[peteeng]

Hi Jag - Yes I have had the same issues with convergence and with this model as well. For instance if I use a forced deflection I get a certain machine stiffness, if I use a force then convert that to a N/um I get a different stiffness. Maybe 10% delta which is not good. Does not matter how many adaptions are used. I have sent examples and questions to Altair and they can't exactly answer the question. Welds have all sorts of spikes in them etc etc. So its a fast handy "design" tool but not yet right for confident detailed analysis that other FE systems give. But in time they will sort it and this is the future of FE. Peter

[peteeng]

Hi All out there - I've started adding features so the parts can bolt together. I want to use a build "bottom up" approach if possible so no bolts are underneath or behind things. Peter

[klaas123]

Milli 16 is a z axis bolted on to a saddle, I think we need a nr 17 Peter.

[spumco]

Peter,

I know you're still in the early stages, but if you're using flanged trucks you can get rid of the column flanges (for bolt access) and bolt from below. All the fussy features on the bottom of the column can go away.

Looks like you've got clearance under the trucks for screws and a stubby allen key. If not, a couple of access holes through the saddle would do the trick.

-Ralph

[peteeng]

Hi Klass - yes it should go to the next version... I usually jump a version when its time to do some more FE work as my FE file is organised by the version serialiation...

Hi Ralph - I like flanged bearings but the screws are smaller and they have to be done up from below. I'm not sure I can do them up as tight. My first router had something like that and I was not 100% happy. So a 20mm car uses M6 screws from the top so M6 bolts are stiffer then M5 bolts. M6 can be done up to 11kN preload. M5 from below is 8kN so much less total preload 73% so 17% less friction in the connection. We shall see next round when I get this one loaded up. I also don't like square cars with blind holes that you have to be careful with the bolt length so it does not bottom. Pros and cons.

On my first router I had a part with blind holes and as the machine settled I kept torqueing things down and the bolt had bottomed. Took me a while to figure out what was going on. I was chasing a small movement in the Z axis assembly.... you now make me want to use flanged cars bolted from the top....

Then there is interference from the drive screw and nuts that will be in there somewhere.....outside ones are easy from the bottom the inside ones are a pain....Klass maybe call this one 18? Peter

[peteeng]

Hi all you critics out there - hope your comfy in your armchairs So its Milli no17 and I added bolts to the column foundation to see how that goes. Bolts are fine. Stiffness is still up so that's great. So the stats are in N/um (0.001mm = 1um) X 29 Y 63 and Z 107 huge!! M6 bolts done up to 20kN. The foundation plate is 6061-T6 aluminium 16mm thick and will be screwed and bonded to the CSA column. I have to think through this a bit. Do I have parts machined then glue them on then have them finish machined? Do I build jigs and bond and set all at once? Do I embed parts then machine? Hmmmm? But the Z 107N/um is interesting so I'll cut the depth back on the column a bit. I made this column a little bigger then No16 to compensate for the bolting. I could make the foundation plate out of steel. It will be stiffer and easier to bond. Details for later. Next is to bolt the arm and I may flip the square cars to flanged.... No17 also has a lightened base...

▶ Given entries:
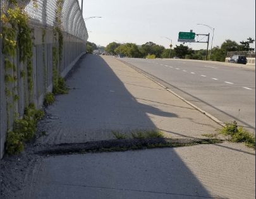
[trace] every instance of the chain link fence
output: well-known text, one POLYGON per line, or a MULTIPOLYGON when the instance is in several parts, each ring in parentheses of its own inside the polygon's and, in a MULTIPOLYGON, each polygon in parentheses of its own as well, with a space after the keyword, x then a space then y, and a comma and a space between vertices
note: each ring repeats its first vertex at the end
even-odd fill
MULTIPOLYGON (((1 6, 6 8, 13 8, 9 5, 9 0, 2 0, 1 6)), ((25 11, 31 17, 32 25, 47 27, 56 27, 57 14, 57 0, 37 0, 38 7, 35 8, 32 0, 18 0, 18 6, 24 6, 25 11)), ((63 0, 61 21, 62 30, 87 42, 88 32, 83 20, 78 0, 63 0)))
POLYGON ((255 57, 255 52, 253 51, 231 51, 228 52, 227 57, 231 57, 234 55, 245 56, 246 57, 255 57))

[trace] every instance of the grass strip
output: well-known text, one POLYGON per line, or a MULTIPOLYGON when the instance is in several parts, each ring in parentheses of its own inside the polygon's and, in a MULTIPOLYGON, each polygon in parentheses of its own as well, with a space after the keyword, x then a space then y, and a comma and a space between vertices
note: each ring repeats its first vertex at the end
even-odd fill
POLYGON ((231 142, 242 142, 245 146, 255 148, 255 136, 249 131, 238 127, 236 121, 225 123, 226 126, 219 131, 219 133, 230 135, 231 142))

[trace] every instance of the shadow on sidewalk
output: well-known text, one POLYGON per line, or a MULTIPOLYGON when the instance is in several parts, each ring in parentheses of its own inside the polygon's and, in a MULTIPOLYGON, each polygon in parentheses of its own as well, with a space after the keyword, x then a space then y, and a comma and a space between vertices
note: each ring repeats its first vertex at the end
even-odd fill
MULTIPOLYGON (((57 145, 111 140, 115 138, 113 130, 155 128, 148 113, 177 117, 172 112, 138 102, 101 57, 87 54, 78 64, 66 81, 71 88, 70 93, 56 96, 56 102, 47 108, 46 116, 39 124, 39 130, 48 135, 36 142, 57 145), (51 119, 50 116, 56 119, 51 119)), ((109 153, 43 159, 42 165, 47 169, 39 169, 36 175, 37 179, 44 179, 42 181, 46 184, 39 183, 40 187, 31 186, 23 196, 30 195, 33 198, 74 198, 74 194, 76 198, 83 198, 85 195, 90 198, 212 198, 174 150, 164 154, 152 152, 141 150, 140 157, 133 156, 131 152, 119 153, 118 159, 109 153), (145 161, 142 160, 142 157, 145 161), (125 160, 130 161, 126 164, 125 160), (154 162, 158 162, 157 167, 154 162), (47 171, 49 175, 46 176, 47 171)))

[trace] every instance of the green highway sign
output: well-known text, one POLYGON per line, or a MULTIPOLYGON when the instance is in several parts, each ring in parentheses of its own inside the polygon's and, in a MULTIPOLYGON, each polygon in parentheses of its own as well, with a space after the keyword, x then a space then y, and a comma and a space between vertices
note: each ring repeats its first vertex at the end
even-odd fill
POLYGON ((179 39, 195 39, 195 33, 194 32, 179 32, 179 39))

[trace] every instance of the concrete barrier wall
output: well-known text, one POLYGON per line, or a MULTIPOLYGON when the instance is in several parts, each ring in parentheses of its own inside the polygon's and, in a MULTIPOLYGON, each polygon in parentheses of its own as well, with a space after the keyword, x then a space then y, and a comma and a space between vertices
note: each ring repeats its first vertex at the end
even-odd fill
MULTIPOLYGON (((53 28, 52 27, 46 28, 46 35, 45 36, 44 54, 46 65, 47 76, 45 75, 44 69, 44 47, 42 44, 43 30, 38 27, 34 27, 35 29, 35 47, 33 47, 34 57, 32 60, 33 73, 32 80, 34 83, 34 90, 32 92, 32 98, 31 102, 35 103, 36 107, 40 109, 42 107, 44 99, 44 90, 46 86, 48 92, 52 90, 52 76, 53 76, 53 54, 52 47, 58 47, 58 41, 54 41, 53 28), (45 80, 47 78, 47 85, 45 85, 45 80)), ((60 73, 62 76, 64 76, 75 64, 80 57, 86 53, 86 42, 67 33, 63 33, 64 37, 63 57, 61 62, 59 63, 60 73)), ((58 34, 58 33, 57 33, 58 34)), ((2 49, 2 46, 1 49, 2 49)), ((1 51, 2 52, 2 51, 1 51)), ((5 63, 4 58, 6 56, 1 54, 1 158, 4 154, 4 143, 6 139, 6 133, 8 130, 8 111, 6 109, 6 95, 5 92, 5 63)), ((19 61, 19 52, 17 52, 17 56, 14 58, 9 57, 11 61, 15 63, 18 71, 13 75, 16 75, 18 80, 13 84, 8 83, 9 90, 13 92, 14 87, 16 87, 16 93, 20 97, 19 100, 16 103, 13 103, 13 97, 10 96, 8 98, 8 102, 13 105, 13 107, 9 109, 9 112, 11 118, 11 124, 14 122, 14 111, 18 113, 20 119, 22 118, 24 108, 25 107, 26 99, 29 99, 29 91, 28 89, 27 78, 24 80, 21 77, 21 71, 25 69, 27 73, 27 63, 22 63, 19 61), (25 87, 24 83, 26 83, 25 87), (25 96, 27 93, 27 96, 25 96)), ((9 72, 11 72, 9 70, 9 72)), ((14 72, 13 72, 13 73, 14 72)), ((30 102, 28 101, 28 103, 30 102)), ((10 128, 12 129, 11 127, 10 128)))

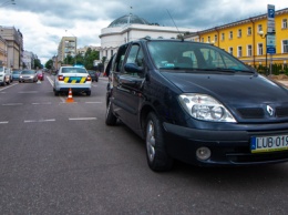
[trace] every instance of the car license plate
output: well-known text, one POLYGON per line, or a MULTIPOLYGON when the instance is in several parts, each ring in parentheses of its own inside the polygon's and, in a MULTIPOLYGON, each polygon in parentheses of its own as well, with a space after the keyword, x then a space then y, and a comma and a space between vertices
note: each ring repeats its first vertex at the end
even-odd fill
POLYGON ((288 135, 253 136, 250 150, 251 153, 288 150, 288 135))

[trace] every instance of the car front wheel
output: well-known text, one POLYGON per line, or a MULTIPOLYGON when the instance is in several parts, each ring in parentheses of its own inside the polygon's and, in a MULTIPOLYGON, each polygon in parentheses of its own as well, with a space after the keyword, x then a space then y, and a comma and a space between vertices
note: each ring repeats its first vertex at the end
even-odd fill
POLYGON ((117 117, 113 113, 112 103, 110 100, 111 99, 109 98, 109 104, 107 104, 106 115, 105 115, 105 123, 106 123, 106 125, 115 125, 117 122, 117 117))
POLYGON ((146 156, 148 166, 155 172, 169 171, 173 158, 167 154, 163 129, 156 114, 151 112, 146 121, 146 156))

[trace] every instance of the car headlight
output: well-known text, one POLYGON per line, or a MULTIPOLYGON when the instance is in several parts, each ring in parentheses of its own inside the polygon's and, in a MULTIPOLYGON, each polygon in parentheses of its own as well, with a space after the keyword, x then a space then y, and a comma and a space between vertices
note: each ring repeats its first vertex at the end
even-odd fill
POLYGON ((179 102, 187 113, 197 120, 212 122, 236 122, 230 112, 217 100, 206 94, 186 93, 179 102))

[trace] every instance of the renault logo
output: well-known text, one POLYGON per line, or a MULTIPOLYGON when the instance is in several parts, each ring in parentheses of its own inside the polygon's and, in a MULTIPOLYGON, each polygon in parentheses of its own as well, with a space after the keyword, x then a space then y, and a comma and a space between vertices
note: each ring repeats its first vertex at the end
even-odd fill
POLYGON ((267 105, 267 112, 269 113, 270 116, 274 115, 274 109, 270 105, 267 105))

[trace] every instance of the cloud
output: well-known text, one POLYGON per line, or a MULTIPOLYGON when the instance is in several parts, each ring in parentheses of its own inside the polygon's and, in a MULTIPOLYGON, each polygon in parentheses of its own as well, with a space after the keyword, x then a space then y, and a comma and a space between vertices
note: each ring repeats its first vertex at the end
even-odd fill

▶ Exercise set:
- a) Answer these from the router design thread:
(i) What preload does Peter give for M5 screws done up from below?
(ii) What alloy and thickness are stated for the foundation plate?
(iii) What Z stiffness is reported for Milli no17?
- b) Write the next post in the router design thread, following on from its final sentence.
The records stand apart from the router design thread and are separate material.

▶ Final results:
- a)
(i) 8kN
(ii) 6061-T6 aluminum, 16mm thick
(iii) 107 N/um

- b)
[peteeng]

Evening all - been working on getting the parts bolted together. Milli is coming together. I've adjusted the width of the parts and included the car holes so I know they work. For instance I've checked the insertion height of the bolts. They are tight but 25mm should be fine vs the 30mm bolts I have at the moment. The bed for the table rails is now really big and I have to decide if I make this all one piece which would be stiffer, Perhaps I use aircrete for the base and glue 10mm Aluminium each side to make it really stiff? I'll get the parts bolted together maybe even the rails bolted on then start FE again. Then I can get back to the motion parts. Ballscrews arrived for YaG today from Shanghai, going out to check them now even though its late.

I wanted to decide between using 25mm aluminium or 16mm steel for the subplates. 25mm al is 30% stiffer and 54% the weight, But threads in aluminium have a habit of stripping, full depth threads into the alloy should be fine.. Peter

[ardenum]

The one thing you should not make weak is the bed, why aircrete?

[jaguar36]

So the stats are in N/um (0.001mm = 1um) X 29 Y 63 and Z 107 huge!! .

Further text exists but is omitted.